### ТЕКСТ ДЛЯ ИЗУЧЕНИЯ
========================

А.Х. Бенкендорф. Художник П.Ф. Соколов
При желании можно было бы придраться хотя бы к хронотопу. Но, видимо, формального объяснения казалось довольно. Выражения французской вежливости, которыми обернута суть, не могли восприниматься шефом жандармов как нечто искреннее: "Я бы предпочел подвергнуться самой суровой немилости, чем прослыть неблагодарным в глазах того, кому я всем обязан… Я покорнейше прошу ваше превосходительство быть в сем случае моим ангелом хранителем".
Ноябрь, по чести сказать, был не лучшим месяцем для сохранения хладнокровия. Можно только удивляться, что за конец осени — зиму Бенкендорф просто цедил приказания государя сквозь зубы, но ни разу не сорвался. Его собственное положение оказалось не из легких.
Осенью 1829 г., когда позади остались две кампании, коронация у поляков, поездки в Европу и уверения, что Россия не хочет поколебать международное "равновесие", Николая I свалила нервная лихорадка.
"В первых же числах ноября император опасно заболел, — писал Бенкендорф, — все были столь уверены в силе его здоровья, что даже во дворце обнаруживалось только лишь легкое беспокойство. Но на третий день болезнь столь быстро усилилась, что врачи были испуганы и потребовали созвать консилиум".

========================

### УПРАЖНЕНИЯ
- A) Определите, соответствуют ли тексту о Бенкендорфе следующие утверждения. Для каждого ответьте «да» или «нет» и приведите решающие слова текста.
(i) Николай I заболел осенью 1829 г.
(ii) За конец осени и зиму Бенкендорф несколько раз сорвался.
(iii) Во дворце в первые дни болезни императора царила сильная тревога.
- B) Выпишите из текста о Бенкендорфе без изменений фрагмент, начиная со слов «Осенью 1829 г., когда» и заканчивая словами «свалила нервная лихорадка.».
Данные, приведённые далее, для работы не понадобятся.

========================

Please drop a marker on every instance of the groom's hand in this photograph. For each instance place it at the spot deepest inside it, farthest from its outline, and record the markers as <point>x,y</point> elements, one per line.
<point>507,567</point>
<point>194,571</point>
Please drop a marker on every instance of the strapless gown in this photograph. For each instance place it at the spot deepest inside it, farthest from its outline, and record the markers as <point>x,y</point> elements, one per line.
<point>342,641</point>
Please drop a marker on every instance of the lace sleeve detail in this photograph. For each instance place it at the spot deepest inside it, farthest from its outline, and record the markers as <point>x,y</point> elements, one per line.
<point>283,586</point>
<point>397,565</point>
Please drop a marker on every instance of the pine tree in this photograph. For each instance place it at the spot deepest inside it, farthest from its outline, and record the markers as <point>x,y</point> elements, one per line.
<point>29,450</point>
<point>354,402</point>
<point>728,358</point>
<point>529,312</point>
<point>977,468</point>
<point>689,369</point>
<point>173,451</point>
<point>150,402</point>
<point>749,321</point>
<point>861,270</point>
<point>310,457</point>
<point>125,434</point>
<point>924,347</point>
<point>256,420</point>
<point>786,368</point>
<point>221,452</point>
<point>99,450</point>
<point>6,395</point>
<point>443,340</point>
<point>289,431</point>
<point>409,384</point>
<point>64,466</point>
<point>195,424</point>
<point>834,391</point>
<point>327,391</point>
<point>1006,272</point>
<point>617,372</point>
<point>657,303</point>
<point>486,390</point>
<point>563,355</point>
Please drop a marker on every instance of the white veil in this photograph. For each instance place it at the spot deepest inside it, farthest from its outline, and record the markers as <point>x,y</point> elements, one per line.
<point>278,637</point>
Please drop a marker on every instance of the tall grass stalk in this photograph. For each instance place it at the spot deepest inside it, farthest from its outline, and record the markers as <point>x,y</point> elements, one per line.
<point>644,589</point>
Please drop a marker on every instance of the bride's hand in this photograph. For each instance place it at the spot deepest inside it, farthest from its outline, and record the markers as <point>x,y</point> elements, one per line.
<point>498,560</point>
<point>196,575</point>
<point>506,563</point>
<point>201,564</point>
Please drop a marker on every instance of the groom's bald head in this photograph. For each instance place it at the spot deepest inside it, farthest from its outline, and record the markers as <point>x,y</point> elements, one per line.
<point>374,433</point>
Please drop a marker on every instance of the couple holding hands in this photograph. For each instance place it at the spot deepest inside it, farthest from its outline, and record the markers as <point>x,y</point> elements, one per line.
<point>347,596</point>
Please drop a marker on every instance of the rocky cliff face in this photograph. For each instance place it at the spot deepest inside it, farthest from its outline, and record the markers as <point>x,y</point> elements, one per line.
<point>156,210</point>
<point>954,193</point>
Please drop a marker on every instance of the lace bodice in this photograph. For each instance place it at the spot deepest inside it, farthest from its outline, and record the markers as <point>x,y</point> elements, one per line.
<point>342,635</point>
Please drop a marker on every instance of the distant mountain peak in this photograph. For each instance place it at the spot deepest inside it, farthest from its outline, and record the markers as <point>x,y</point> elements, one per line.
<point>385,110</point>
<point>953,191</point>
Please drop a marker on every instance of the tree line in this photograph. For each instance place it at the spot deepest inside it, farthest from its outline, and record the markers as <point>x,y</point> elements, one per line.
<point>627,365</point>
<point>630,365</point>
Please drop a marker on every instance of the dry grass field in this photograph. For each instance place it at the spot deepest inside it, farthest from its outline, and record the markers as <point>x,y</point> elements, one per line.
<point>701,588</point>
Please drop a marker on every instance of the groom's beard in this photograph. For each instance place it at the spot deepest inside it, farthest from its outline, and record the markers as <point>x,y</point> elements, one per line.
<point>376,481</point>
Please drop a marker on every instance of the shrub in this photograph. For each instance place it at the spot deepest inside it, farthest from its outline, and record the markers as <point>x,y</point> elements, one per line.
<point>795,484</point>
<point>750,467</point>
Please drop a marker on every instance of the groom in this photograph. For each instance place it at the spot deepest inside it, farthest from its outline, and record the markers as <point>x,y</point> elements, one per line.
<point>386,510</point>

========================

### ОТВЕТЫ К УПРАЖНЕНИЮ
- A)
(i) Да: «Осенью 1829 г., когда позади остались две кампании, коронация у поляков, поездки в Европу и уверения, что Россия не хочет поколебать международное "равновесие", Николая I свалила нервная лихорадка».
(ii) Нет: «но ни разу не сорвался».
(iii) Нет: «даже во дворце обнаруживалось только лишь легкое беспокойство».

- B)
Осенью 1829 г., когда позади остались две кампании, коронация у поляков, поездки в Европу и уверения, что Россия не хочет поколебать международное "равновесие", Николая I свалила нервная лихорадка.